▸ Work item:
The response is to be the full listing, set down exactly.

++++ Given data

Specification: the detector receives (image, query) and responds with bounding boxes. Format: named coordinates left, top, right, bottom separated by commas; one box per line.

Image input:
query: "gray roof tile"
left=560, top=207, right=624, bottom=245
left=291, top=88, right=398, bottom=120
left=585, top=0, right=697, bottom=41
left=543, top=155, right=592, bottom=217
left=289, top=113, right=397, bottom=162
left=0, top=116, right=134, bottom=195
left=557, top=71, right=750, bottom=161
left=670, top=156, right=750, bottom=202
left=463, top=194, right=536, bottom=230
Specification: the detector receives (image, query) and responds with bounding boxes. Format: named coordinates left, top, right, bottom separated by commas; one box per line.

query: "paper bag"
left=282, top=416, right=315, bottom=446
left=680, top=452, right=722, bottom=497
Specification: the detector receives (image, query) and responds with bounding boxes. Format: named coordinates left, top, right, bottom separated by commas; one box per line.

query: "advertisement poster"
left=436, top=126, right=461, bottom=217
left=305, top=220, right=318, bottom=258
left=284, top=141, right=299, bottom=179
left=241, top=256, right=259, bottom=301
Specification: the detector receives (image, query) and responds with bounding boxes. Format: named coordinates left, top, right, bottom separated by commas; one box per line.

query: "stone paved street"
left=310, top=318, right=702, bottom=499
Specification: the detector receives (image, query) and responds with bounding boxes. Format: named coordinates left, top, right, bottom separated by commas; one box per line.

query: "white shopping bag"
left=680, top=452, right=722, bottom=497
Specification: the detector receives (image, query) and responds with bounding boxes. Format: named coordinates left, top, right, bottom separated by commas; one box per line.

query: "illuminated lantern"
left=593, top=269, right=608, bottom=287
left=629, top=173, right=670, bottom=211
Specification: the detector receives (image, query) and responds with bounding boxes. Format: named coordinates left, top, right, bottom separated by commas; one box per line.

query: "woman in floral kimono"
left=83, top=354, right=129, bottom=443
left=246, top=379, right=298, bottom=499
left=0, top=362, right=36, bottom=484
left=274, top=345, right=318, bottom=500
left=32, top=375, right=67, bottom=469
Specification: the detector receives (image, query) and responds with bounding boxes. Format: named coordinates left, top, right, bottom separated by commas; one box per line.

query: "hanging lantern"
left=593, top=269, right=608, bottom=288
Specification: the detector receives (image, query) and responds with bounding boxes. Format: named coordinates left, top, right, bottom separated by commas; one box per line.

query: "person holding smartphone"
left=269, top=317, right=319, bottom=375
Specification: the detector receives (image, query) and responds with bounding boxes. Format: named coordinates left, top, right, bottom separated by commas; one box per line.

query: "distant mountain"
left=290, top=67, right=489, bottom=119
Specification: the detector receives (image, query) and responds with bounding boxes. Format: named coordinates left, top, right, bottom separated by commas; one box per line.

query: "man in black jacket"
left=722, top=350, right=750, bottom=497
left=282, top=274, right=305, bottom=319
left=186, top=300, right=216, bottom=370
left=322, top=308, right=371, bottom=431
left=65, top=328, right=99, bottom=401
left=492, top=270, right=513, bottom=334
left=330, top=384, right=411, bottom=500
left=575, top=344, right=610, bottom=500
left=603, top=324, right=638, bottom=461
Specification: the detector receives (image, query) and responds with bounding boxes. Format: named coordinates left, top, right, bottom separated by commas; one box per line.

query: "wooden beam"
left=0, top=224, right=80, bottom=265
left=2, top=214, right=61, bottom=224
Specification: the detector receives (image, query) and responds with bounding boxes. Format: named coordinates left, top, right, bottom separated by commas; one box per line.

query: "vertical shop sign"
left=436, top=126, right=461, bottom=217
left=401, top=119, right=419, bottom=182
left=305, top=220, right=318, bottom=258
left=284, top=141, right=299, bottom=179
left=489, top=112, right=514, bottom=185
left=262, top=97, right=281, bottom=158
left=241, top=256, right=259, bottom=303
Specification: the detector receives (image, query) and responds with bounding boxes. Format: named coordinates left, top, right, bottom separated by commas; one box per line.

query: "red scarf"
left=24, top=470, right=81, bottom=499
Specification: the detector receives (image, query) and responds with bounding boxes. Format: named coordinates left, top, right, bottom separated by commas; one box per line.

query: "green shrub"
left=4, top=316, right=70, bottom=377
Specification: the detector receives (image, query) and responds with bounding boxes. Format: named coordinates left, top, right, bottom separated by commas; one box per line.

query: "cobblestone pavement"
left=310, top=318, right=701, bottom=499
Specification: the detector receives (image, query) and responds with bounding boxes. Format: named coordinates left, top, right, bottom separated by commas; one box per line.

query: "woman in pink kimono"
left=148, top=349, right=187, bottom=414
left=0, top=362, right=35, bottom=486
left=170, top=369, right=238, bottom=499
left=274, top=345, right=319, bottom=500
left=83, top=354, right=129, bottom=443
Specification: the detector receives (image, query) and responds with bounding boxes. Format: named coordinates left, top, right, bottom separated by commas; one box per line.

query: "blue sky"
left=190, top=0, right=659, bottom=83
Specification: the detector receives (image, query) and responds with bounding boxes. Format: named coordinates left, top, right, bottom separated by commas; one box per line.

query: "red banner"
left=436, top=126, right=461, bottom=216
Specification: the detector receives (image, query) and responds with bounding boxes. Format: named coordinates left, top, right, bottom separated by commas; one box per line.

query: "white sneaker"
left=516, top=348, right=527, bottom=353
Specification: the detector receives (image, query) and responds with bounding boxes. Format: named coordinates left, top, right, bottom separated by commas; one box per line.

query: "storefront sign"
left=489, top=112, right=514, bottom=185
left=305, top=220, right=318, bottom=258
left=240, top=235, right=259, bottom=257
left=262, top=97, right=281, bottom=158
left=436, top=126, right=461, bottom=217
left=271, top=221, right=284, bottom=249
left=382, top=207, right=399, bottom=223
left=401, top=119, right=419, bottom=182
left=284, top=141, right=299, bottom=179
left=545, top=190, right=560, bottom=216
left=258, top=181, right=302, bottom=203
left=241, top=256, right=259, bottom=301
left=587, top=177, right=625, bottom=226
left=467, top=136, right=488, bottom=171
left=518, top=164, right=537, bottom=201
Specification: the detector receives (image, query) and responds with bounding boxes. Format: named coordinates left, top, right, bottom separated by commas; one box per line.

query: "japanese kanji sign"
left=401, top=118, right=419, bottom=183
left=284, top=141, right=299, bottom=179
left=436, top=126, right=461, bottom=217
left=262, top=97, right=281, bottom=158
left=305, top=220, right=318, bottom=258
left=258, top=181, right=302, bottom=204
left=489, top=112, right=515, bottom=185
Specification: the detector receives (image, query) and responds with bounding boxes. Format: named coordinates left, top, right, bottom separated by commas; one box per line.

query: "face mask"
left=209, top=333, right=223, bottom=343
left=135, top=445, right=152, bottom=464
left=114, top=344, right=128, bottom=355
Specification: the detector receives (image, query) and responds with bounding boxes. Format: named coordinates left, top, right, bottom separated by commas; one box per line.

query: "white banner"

++++++++

▸ Answer box:
Specification: the detector receives (image, query) and responds with bounding boxes. Format: named coordinates left, top, right, bottom separated by commas; one box per line.

Image input:
query: "gray roof tile"
left=560, top=207, right=624, bottom=245
left=291, top=88, right=398, bottom=120
left=585, top=0, right=697, bottom=41
left=543, top=155, right=592, bottom=217
left=289, top=113, right=397, bottom=162
left=0, top=116, right=134, bottom=195
left=557, top=71, right=750, bottom=161
left=670, top=156, right=750, bottom=202
left=463, top=194, right=536, bottom=230
Specification: the detector receives (image, query) and responds with bounding boxes. Format: named coordinates left, top, right, bottom separated by commas; one box per line.

query: "paper bag"
left=282, top=416, right=315, bottom=446
left=680, top=452, right=722, bottom=497
Specification: the detector receives (image, query) and responds with bounding boxes. Format: named coordinates left, top, right, bottom separated by commas; one box per line.

query: "advertisement poster"
left=436, top=126, right=461, bottom=217
left=305, top=220, right=318, bottom=258
left=284, top=141, right=299, bottom=179
left=241, top=256, right=259, bottom=301
Specification: the detector receives (image, query) and responds with bounding boxes. Format: named coordinates left, top, right, bottom separated by commas; one box per line.

query: "stone paved street"
left=310, top=318, right=702, bottom=499
Specification: the detector receives (image, query) and responds with bounding boxes. Format: named coordinates left, top, right, bottom separated by commas; one box per line.

query: "white shopping bag"
left=680, top=452, right=722, bottom=497
Specification: the detector receives (image, query) and responds with bounding boxes. Format: named coordinates left, top, right, bottom separated by commas; one box per line.

query: "illuminated lantern"
left=593, top=269, right=608, bottom=287
left=629, top=173, right=670, bottom=211
Specification: the detector receives (image, query) and responds with bounding boxes. Format: named coordinates left, top, right, bottom separated by commas; one box per line.

query: "woman in floral kimono"
left=83, top=354, right=129, bottom=443
left=246, top=379, right=298, bottom=499
left=0, top=362, right=36, bottom=484
left=274, top=345, right=318, bottom=500
left=32, top=375, right=67, bottom=469
Specification: the detector receives (image, query) and responds with bounding boxes. Format: named coordinates left, top, right, bottom separated by commas; one box per line.

query: "hanging lantern"
left=593, top=269, right=608, bottom=288
Specification: the detector receives (image, query) and responds with bounding boxes. Format: named coordinates left, top, right, bottom separated by commas; one box per line.

query: "person holding smartphone"
left=269, top=317, right=319, bottom=375
Specification: the detector receives (image, query) and responds with bounding boxes. Format: named coordinates left, top, right, bottom separated by commas; one box per line.

query: "distant mountain"
left=290, top=67, right=489, bottom=119
Specification: the detector receives (image, query) and responds with bounding boxes. Format: named coordinates left, top, right, bottom separated by commas; one box per line.

query: "man in black jacket"
left=722, top=350, right=750, bottom=497
left=282, top=274, right=305, bottom=319
left=186, top=300, right=216, bottom=370
left=322, top=308, right=371, bottom=431
left=65, top=328, right=99, bottom=401
left=492, top=270, right=513, bottom=334
left=330, top=384, right=411, bottom=500
left=575, top=344, right=610, bottom=500
left=603, top=324, right=638, bottom=461
Specification: the detector receives (image, query) and responds with bounding boxes. Format: named coordinates left, top, right, bottom separated by commas; one box per line.

query: "wooden beam"
left=0, top=224, right=80, bottom=265
left=2, top=214, right=61, bottom=224
Specification: the detector receives (image, query) and responds with bounding boxes. Format: named coordinates left, top, right, bottom separated by commas; one box per line.

query: "vertical shop sign"
left=436, top=126, right=461, bottom=217
left=401, top=119, right=419, bottom=182
left=305, top=220, right=318, bottom=258
left=284, top=141, right=299, bottom=179
left=489, top=112, right=514, bottom=185
left=262, top=97, right=281, bottom=158
left=241, top=256, right=259, bottom=303
Specification: the detector receives (image, query) and responds with bounding boxes. Format: named coordinates left, top, right, bottom separated by commas; one box per line.

query: "red scarf"
left=24, top=470, right=81, bottom=499
Specification: the detector receives (image, query) and responds with bounding boxes. Format: named coordinates left, top, right, bottom separated by commas; one box per line.

query: "green shrub"
left=4, top=316, right=70, bottom=377
Specification: the detector receives (image, query) and responds with bounding boxes. Format: named coordinates left, top, right, bottom separated by commas; one box per line.

query: "cobblestone pavement"
left=310, top=318, right=701, bottom=499
Specification: the detector receives (image, query) and responds with bounding boxes. Format: named coordinates left, top, right, bottom separated by commas; one box per line.

query: "woman in pink kimono"
left=148, top=349, right=187, bottom=414
left=0, top=362, right=35, bottom=486
left=170, top=369, right=238, bottom=499
left=274, top=345, right=319, bottom=500
left=83, top=354, right=129, bottom=443
Specification: the detector receives (image, query) and responds with bounding boxes. Format: named coordinates left, top, right, bottom separated by commas; one box per line.

query: "blue sky"
left=190, top=0, right=659, bottom=83
Specification: the detector receives (image, query) and responds with bounding boxes. Format: named coordinates left, top, right, bottom separated by commas; one box per line.

query: "red banner"
left=436, top=126, right=461, bottom=216
Specification: the detector receives (image, query) and responds with bounding boxes. Format: named coordinates left, top, right, bottom separated by commas; one box per line.

query: "white sneaker"
left=516, top=348, right=527, bottom=353
Specification: the detector receives (image, query) and responds with bounding boxes. Format: named coordinates left, top, right, bottom separated by commas; one box per line.

query: "storefront sign"
left=489, top=112, right=514, bottom=185
left=305, top=220, right=318, bottom=258
left=240, top=235, right=259, bottom=257
left=262, top=97, right=281, bottom=158
left=436, top=126, right=461, bottom=217
left=271, top=221, right=284, bottom=249
left=382, top=207, right=399, bottom=223
left=401, top=119, right=419, bottom=182
left=284, top=141, right=299, bottom=179
left=545, top=190, right=560, bottom=216
left=258, top=181, right=302, bottom=203
left=241, top=256, right=259, bottom=301
left=587, top=177, right=625, bottom=226
left=467, top=136, right=488, bottom=171
left=518, top=164, right=537, bottom=201
Specification: the detector receives (image, query) and responds with bounding boxes. Format: named coordinates left, top, right, bottom separated by commas; one box per line.

query: "japanese kanji sign"
left=401, top=118, right=419, bottom=183
left=284, top=141, right=299, bottom=179
left=436, top=126, right=461, bottom=217
left=262, top=97, right=281, bottom=158
left=305, top=220, right=318, bottom=258
left=258, top=181, right=302, bottom=204
left=489, top=112, right=515, bottom=185
Specification: the detector receives (image, query) and responds with bounding boxes. Format: named coordinates left, top, right, bottom separated by commas; one box per line.

query: "face mask"
left=209, top=333, right=223, bottom=343
left=135, top=445, right=152, bottom=464
left=114, top=344, right=128, bottom=355
Specification: the detector receives (image, query) and responds with bounding boxes. Format: named coordinates left, top, right, bottom separated by commas; one box per line.

query: "white banner"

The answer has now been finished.